== Extracted data ==
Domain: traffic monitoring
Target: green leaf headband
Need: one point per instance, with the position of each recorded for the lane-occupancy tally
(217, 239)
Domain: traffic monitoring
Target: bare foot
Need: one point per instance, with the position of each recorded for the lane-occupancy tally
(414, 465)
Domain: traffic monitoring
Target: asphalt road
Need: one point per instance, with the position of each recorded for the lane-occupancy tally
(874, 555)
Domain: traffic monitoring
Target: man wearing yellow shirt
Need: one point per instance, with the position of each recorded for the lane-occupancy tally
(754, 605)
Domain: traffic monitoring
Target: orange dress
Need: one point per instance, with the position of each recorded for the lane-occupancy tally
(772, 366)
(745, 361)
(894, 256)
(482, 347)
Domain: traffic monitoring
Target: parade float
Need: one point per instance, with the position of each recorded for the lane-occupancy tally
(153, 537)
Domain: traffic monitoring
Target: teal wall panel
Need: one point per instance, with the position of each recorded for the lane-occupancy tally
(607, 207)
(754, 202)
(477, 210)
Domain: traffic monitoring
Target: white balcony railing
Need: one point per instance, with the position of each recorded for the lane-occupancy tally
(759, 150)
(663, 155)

== Work task ==
Only lines of the data holding the word "Target" go in the answer. Please copy each of them.

== Result for this task ==
Target: green leaf headband
Target: bare foot
Target: asphalt road
Target: man wearing yellow shirt
Target: orange dress
Target: parade float
Target: teal wall panel
Target: white balcony railing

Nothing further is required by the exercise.